:: BRIEF ::
Without the images, write out all of the following entries exactly.

Excerpts of location labeling data
※

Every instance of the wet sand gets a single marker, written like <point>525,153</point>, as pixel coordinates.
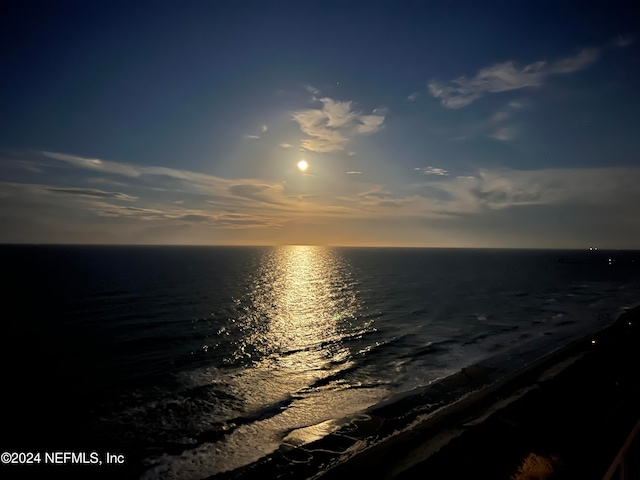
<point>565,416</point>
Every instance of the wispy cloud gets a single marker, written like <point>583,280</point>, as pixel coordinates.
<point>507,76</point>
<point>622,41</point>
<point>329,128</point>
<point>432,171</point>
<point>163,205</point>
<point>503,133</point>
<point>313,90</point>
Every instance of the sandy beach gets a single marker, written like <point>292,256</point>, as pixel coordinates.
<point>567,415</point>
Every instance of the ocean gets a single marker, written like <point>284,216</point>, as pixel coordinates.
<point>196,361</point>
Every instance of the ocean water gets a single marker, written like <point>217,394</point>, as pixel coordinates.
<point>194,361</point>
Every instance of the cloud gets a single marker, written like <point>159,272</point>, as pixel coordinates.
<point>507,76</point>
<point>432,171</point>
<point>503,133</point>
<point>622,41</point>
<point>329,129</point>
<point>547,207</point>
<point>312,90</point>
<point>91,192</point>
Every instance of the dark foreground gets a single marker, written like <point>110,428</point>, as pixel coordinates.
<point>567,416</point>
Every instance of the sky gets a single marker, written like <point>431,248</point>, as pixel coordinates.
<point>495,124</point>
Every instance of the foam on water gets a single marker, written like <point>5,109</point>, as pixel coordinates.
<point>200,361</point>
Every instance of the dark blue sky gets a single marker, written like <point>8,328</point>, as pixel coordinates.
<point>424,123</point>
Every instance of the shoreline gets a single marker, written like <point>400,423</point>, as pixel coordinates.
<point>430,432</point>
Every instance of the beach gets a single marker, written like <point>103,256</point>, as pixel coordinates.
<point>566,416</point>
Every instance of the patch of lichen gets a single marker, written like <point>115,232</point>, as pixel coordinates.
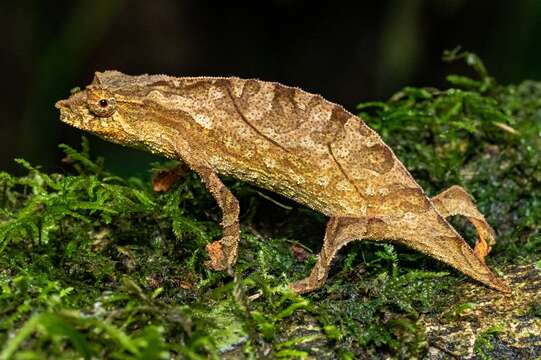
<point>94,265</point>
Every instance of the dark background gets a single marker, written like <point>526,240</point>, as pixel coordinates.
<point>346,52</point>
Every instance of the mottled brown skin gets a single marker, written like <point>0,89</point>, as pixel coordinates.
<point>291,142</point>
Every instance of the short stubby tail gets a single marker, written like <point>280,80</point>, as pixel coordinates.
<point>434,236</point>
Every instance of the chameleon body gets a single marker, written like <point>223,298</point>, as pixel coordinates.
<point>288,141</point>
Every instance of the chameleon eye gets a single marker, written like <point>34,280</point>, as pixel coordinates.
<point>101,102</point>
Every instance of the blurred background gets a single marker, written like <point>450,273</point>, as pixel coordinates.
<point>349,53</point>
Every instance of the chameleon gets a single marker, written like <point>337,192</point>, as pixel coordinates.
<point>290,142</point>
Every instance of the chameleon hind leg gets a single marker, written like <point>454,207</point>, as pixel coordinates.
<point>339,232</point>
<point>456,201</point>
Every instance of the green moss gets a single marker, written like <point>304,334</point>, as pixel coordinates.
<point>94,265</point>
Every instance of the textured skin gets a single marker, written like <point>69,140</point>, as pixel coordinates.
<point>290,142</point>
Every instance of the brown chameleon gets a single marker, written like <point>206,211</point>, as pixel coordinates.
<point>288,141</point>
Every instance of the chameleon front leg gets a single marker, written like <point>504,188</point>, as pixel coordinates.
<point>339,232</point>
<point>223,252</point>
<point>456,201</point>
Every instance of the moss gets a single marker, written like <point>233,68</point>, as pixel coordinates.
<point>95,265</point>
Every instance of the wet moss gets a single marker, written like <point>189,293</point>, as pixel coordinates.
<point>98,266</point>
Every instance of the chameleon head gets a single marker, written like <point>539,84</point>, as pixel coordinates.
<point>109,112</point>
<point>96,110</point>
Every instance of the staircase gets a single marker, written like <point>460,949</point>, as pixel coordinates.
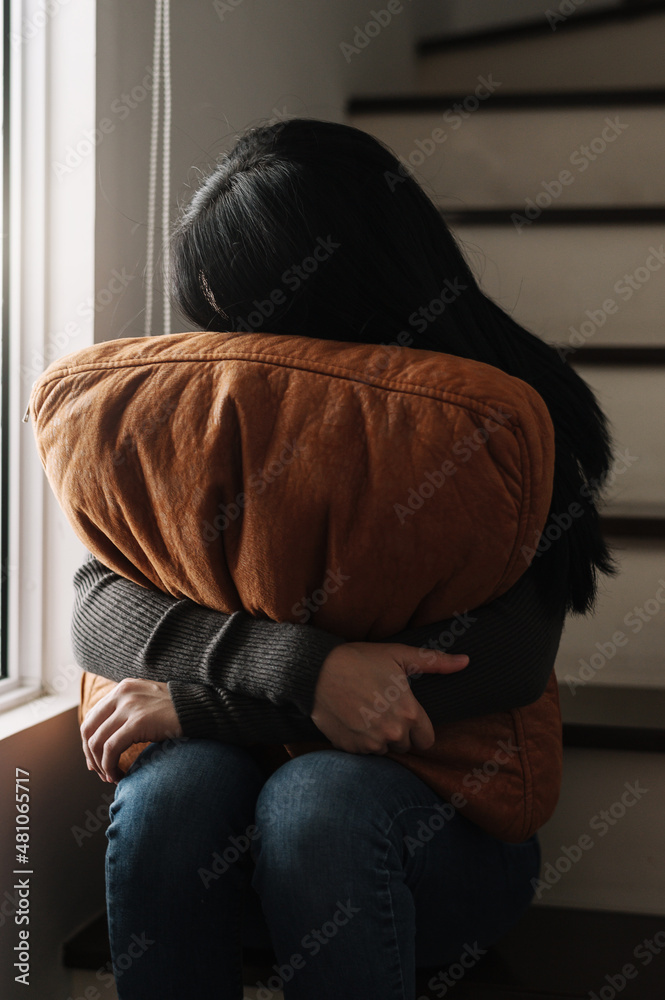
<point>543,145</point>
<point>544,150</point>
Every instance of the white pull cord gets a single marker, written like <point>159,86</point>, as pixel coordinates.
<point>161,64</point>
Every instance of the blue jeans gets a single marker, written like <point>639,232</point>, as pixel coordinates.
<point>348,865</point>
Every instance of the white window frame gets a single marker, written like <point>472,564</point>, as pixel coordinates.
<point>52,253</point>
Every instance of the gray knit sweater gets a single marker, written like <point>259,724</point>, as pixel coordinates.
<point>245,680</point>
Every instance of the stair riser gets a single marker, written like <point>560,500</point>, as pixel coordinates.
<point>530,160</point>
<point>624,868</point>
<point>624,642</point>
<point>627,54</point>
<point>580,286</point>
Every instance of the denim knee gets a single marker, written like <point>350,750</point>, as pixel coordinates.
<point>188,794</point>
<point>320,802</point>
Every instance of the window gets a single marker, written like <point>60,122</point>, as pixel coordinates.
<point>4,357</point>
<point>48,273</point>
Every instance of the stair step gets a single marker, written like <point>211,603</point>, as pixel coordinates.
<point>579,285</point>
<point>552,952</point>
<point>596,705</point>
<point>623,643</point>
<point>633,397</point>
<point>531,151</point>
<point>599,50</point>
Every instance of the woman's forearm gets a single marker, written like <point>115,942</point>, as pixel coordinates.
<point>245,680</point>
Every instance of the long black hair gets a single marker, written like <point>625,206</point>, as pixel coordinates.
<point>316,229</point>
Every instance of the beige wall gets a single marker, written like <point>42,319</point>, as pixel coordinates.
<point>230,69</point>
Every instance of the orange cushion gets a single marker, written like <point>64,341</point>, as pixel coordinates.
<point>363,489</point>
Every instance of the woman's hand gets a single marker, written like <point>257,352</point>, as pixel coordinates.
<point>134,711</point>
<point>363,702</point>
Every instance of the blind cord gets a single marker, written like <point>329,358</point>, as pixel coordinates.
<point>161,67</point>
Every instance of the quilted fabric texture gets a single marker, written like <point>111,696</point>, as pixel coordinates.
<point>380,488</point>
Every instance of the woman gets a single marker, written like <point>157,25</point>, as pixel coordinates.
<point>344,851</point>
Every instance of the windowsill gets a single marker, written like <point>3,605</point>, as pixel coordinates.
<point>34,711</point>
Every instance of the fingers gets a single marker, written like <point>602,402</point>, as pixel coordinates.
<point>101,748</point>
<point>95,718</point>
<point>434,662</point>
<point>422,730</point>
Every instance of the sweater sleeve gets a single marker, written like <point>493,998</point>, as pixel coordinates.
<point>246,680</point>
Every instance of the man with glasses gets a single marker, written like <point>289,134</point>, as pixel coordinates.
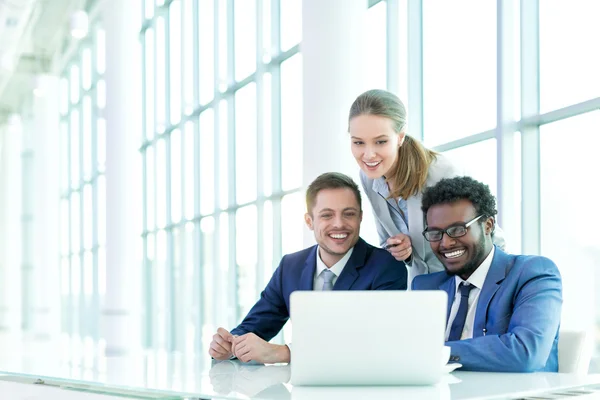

※

:: SOLUTION ::
Every instance of the wet sand gets a single marker, written like <point>525,153</point>, as pixel coordinates.
<point>565,416</point>
Every instance of the wispy cloud gets a single marker, written like <point>583,280</point>, as pixel coordinates.
<point>507,76</point>
<point>622,41</point>
<point>329,128</point>
<point>432,171</point>
<point>163,205</point>
<point>503,133</point>
<point>313,90</point>
Every instance of the sandy beach gets a single marker, written like <point>292,256</point>, as pixel coordinates.
<point>567,415</point>
Every instance of the ocean gets a single marker, written like <point>284,216</point>, as pixel coordinates.
<point>196,361</point>
Every instance of the ocean water gets a single marker, written like <point>217,394</point>, as pixel coordinates.
<point>194,361</point>
Every instance of the cloud gets a single marker, written like <point>159,272</point>, as pixel coordinates.
<point>507,76</point>
<point>432,171</point>
<point>503,133</point>
<point>622,41</point>
<point>329,129</point>
<point>547,207</point>
<point>312,90</point>
<point>91,192</point>
Every instance of the dark foreground gets a single marker, written like <point>110,428</point>, as pixel coordinates.
<point>567,416</point>
Every instance of the sky gets a single marker, written like <point>431,248</point>, as pixel coordinates.
<point>495,124</point>
Every instance of the foam on water gets a single marker, written like <point>5,109</point>, as pixel coordinates.
<point>200,361</point>
Every instance of the dark blue sky gets a single marker, written like <point>8,328</point>, as pixel coordinates.
<point>424,123</point>
Every instance of the shoreline gets a single marker, written like <point>400,423</point>, as pixel coordinates.
<point>430,432</point>
Every instance of the beach gets a single marker, written like <point>103,256</point>, as pixel coordinates.
<point>566,416</point>
Every instance of the patch of lichen gets a single marker, written like <point>115,232</point>, as pixel coordinates.
<point>94,265</point>
Every instance of the dark background gets a single marker, written like <point>526,240</point>, as pixel coordinates.
<point>346,52</point>
Every instance of the mottled brown skin gets a single marker, written like <point>0,89</point>, as pixel coordinates.
<point>291,142</point>
Every instance of the short stubby tail gets a single marker, written like <point>280,80</point>, as pixel coordinates.
<point>434,236</point>
Every instance of the chameleon body gets a single marker, written like <point>223,298</point>, as pixel coordinates.
<point>288,141</point>
Every instance of the chameleon eye gets a single marker, written like <point>34,280</point>, as pixel coordinates.
<point>101,102</point>
Every instance of the blurred background gets a single marker, written like <point>450,273</point>, as pixel coordinates.
<point>349,53</point>
Every instance of the chameleon gets a single marker, written like <point>337,192</point>, as pixel coordinates.
<point>290,142</point>
Every instance of the chameleon hind leg gets a single marker, written like <point>454,207</point>, as pixel coordinates.
<point>339,232</point>
<point>456,201</point>
Every instance of the green moss gets a single marker, written like <point>304,334</point>, as pixel coordinates.
<point>94,265</point>
Every instance of the textured skin gets a single marker, written like <point>69,140</point>, as pixel coordinates.
<point>290,142</point>
Every instance of the brown chameleon gets a single marker, written like <point>206,211</point>, as pixel coordinates.
<point>288,141</point>
Every instance of the chameleon front leg gets a single marker, written like <point>504,188</point>, as pixel coordinates.
<point>339,232</point>
<point>223,252</point>
<point>456,201</point>
Every instance of the moss gets a single marker, written like <point>233,68</point>, as pixel coordinates.
<point>95,265</point>
Every instance of the wet moss gets a single marker, written like <point>189,293</point>, as pixel coordinates.
<point>98,266</point>
Every instance of the chameleon head gets a single marker, written like <point>539,84</point>, as pixel coordinates.
<point>109,112</point>
<point>96,110</point>
Every instance of the staircase gets a single marker, written like <point>460,949</point>, as pixel coordinates.
<point>543,145</point>
<point>544,150</point>
Every instance of the white pull cord gets a single marker, written like <point>159,86</point>, as pixel coordinates.
<point>161,64</point>
Every instance of the blue jeans gets a single marker, written like <point>639,232</point>, as pixel coordinates.
<point>348,865</point>
Every instance of the white window frame gets a single marker, written like <point>472,564</point>, as pixel coordinates.
<point>52,253</point>
Every instance of the gray knit sweater gets a single marker, written like <point>259,724</point>, as pixel coordinates.
<point>245,680</point>
Every instance of the stair riser gets a single marker, written like <point>560,500</point>, as pixel coordinates.
<point>530,160</point>
<point>624,868</point>
<point>624,642</point>
<point>627,54</point>
<point>580,286</point>
Every instance of the denim knee gets a single marker, written like <point>350,750</point>, as pixel coordinates.
<point>188,794</point>
<point>320,802</point>
Every instance of the window gets a single marker, written like <point>60,122</point>, as pixel coordinates.
<point>4,357</point>
<point>48,273</point>
Every instance of the stair step gets a single marker, written like <point>211,603</point>, as pixel coordinates.
<point>579,285</point>
<point>552,952</point>
<point>596,705</point>
<point>623,643</point>
<point>633,397</point>
<point>531,151</point>
<point>599,50</point>
Every instance of the woman's forearm gets a single marker, written like <point>115,942</point>, as pixel coordinates.
<point>245,680</point>
Every instance of the long black hair gets a single marker, written like <point>625,206</point>, as pixel coordinates.
<point>316,229</point>
Every instance of the beige wall gets a single marker, written like <point>42,319</point>, as pixel coordinates.
<point>230,69</point>
Every instance of the orange cushion gets a single marker, written like <point>64,341</point>, as pixel coordinates.
<point>363,489</point>
Every instance of the woman's hand gets a single marker, written like <point>257,352</point>, as pixel coordinates.
<point>134,711</point>
<point>363,702</point>
Every instance of the blind cord gets a single marker, written like <point>329,358</point>, as pixel coordinates.
<point>161,67</point>
Every instance of the quilted fabric texture gets a single marker, written like <point>111,696</point>, as pixel coordinates.
<point>380,488</point>
Every instance of the woman gets a single marker, written like <point>157,25</point>, as pixel coordinates.
<point>344,851</point>
Every instance of the windowsill gets a single marker, written like <point>3,605</point>, as pixel coordinates.
<point>34,711</point>
Every instance of the fingers gets a single marker, written like <point>602,402</point>, as pixel coordinates.
<point>101,748</point>
<point>95,718</point>
<point>434,662</point>
<point>422,730</point>
Every instance of the sweater sleeve gets a single marker, written like <point>493,998</point>, as pixel coordinates.
<point>246,680</point>
Every instance of the man with glasses gets a single marker, written like <point>289,134</point>, as pixel coordinates.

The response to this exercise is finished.